*Task statement*: Write out, word for word, every line from the one containing "Guideline: for every instance of the woman, set" through the last line of the records below, both ends included.

*Dataset rows on where objects appear*:
================================

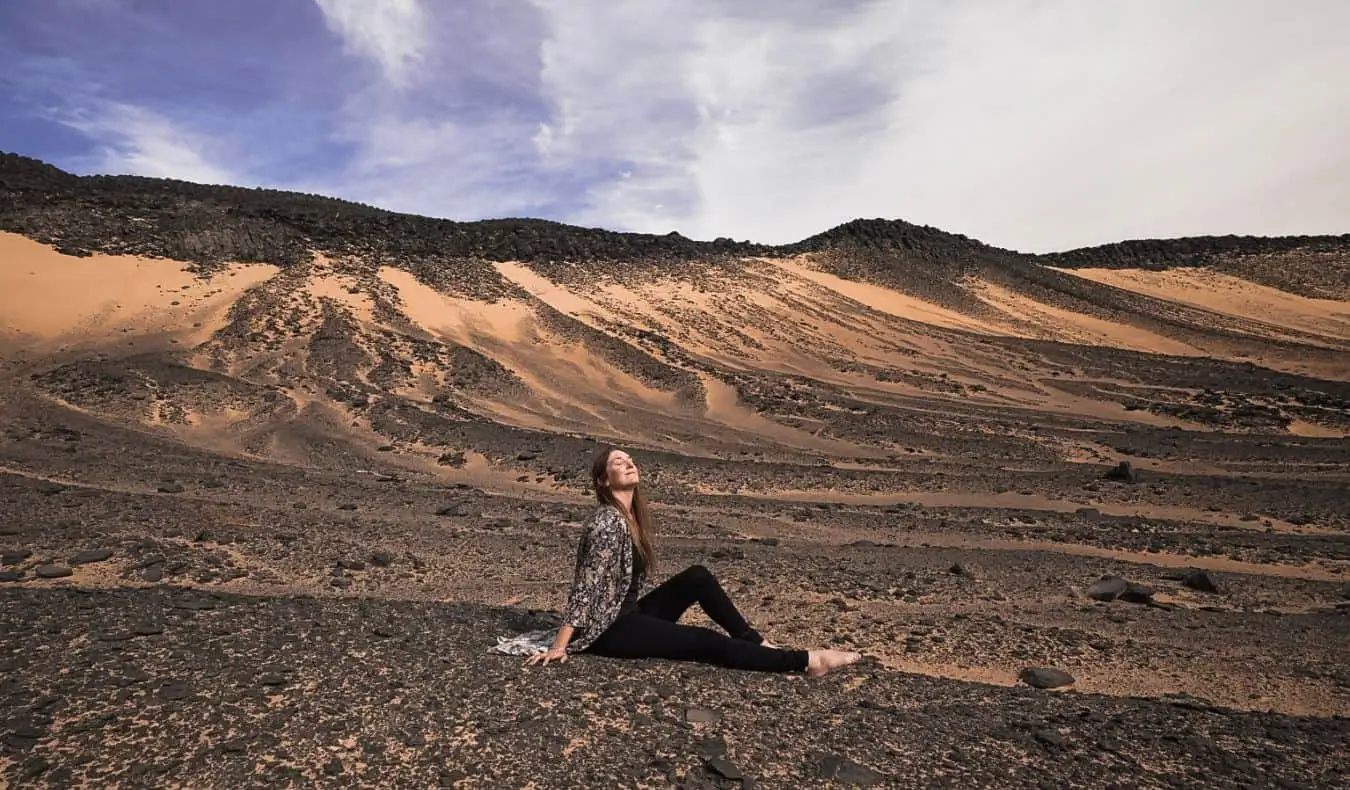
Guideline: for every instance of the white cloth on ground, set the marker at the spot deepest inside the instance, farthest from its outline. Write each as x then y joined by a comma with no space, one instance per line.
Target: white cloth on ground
528,643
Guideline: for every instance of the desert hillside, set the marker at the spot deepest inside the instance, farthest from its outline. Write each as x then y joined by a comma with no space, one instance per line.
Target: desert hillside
299,409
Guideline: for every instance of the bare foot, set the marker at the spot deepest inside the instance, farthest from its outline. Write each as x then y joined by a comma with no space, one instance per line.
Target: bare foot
821,662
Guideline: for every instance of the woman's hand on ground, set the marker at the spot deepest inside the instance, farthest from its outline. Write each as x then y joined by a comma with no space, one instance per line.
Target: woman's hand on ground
558,654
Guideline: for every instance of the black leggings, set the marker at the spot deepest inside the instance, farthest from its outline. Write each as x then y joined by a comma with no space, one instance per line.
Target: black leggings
652,629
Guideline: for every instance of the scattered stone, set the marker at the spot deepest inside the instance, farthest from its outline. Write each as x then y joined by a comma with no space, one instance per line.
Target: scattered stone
710,747
1045,678
834,769
1137,593
174,690
1123,471
725,769
91,557
1107,589
1202,581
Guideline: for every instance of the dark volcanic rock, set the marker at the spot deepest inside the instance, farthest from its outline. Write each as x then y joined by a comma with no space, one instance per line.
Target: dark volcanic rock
1123,471
1045,678
1199,580
725,769
1107,589
834,769
91,555
1137,593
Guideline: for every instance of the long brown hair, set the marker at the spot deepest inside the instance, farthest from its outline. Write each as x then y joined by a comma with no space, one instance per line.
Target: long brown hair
640,517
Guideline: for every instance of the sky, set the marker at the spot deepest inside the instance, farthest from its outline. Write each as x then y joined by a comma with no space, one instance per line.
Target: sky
1030,124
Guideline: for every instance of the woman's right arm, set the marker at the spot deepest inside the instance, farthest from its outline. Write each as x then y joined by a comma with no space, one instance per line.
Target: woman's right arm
600,558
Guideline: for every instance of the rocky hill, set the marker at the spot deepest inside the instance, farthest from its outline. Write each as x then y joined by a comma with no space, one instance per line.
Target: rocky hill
281,466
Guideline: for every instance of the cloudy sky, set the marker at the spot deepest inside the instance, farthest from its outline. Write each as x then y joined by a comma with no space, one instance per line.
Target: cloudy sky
1033,124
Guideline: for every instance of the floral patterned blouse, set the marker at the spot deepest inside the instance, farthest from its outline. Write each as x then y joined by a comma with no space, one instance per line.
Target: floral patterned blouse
602,577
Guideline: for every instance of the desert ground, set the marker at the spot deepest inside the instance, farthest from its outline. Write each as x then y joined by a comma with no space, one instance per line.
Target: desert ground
262,520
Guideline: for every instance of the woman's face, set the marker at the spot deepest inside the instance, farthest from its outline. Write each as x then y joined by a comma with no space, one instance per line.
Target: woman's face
621,473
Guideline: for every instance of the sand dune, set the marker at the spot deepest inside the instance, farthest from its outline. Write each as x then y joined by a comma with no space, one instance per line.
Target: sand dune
1229,295
49,300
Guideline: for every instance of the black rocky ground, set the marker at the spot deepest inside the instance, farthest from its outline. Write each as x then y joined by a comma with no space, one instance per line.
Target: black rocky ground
308,597
328,627
166,686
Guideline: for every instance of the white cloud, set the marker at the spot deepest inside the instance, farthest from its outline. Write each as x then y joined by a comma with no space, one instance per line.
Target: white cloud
137,141
1034,124
390,33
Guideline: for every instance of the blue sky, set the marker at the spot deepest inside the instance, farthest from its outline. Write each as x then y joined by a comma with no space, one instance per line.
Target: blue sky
1034,124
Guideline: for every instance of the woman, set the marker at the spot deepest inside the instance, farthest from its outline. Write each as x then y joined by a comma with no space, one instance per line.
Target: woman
605,616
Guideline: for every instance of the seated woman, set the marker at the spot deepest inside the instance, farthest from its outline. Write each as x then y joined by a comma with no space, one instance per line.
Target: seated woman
605,615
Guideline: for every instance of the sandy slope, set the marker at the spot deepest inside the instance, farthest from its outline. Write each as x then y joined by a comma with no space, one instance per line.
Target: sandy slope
50,300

================================

*Solution for this task*:
Guideline: for every instance of the woman, set the marker at the spot deepest inside the instance, farthest from its outline. Write each as x then y joined by a comma with no space, one instance per line.
Target: woman
605,616
Guideline: for every instance of the seated woman, set the marker at the spot deepest inside the instance, farthest from its outline. Write each as x then y joined by a comma with no space, one instance per line.
Target: seated woman
605,615
Guideline: for every instance of the sandy slope, set the marker at the spot deepest inside the instance, farthest from its outline. Write each as x then y joined by a comma with no space, one instance per line.
Target: sandy slope
50,300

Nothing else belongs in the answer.